Data records:
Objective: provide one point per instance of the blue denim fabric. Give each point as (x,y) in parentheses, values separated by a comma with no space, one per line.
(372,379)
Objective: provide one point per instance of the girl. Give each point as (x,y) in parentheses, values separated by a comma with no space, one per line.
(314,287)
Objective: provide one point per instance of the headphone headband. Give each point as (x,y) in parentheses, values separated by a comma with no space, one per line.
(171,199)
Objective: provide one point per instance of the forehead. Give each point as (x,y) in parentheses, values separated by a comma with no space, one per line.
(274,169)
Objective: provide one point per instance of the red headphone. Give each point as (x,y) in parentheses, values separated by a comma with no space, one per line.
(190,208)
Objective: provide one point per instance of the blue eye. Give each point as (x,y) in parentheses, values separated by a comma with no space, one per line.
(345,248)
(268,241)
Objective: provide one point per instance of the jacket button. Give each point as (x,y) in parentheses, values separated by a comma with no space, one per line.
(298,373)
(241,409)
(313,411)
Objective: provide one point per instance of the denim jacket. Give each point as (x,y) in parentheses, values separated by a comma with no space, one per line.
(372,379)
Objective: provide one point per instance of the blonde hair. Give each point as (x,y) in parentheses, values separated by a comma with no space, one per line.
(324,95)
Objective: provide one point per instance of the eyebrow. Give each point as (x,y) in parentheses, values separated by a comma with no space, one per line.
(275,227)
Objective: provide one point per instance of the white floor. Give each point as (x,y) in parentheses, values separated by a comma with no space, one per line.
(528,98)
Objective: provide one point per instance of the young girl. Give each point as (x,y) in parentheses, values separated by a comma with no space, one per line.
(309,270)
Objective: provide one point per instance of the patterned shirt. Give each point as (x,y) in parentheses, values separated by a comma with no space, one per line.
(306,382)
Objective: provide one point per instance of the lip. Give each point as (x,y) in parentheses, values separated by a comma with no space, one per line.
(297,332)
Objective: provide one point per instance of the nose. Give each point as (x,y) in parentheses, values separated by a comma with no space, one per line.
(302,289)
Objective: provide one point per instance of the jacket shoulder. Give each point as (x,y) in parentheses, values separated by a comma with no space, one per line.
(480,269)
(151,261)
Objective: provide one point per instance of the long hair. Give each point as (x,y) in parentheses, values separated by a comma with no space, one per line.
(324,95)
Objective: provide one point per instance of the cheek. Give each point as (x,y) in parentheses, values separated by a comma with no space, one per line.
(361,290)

To be done:
Reproduce the data from the line containing "Objective: provide one point per instance of the blonde" through the end of the data, substituting "occurrence" for each occurrence of "instance" and leaving everything else unchanged.

Output for this task:
Objective: provide one point per occurrence of the blonde hair. Give each point as (x,y) in parentheses, values separated by a comma with no space, one per line.
(324,95)
Objective: provide one point per occurrence of the eyebrow. Give each point as (x,y) in parentheses, values separated by a comma with no space, one per line.
(275,227)
Objective: provide one point per occurrence of the white floor. Give each point as (x,y) in parentheses, values separated by a comma with no space, one per line.
(528,98)
Objective: provide one point per occurrence of the young girl. Give each point as (x,y) in parentheses, values separated by a comma with no space, one per line.
(309,270)
Objective: provide one point per occurrence of the patterned shirt. Give each point as (x,y) in parentheses, values separated by a comma with no space, one per line.
(306,382)
Objective: provide one point per occurrence of the lip. Give each point as (x,y) in parentheses, values separated by a comma with no space, one per line.
(297,332)
Objective: provide one point per occurrence of the nose. Give each point as (x,y) in parentheses, values separated by a comma with no space, one per line.
(302,289)
Objective: provide one point per occurrence of the jacket shoulder. Give each point as (x,y) in parentheses, values separated by a comma with no space, one per line.
(480,269)
(151,261)
Objective: provide one point per occurrence of the long hair. Give each point as (x,y) in parentheses, values separated by a comma with no space, one per line.
(324,95)
Objective: provide one point per occurrence of the cheek. Give each point as (x,y) in parentheses, values separated by a comma with no space, one per line.
(361,290)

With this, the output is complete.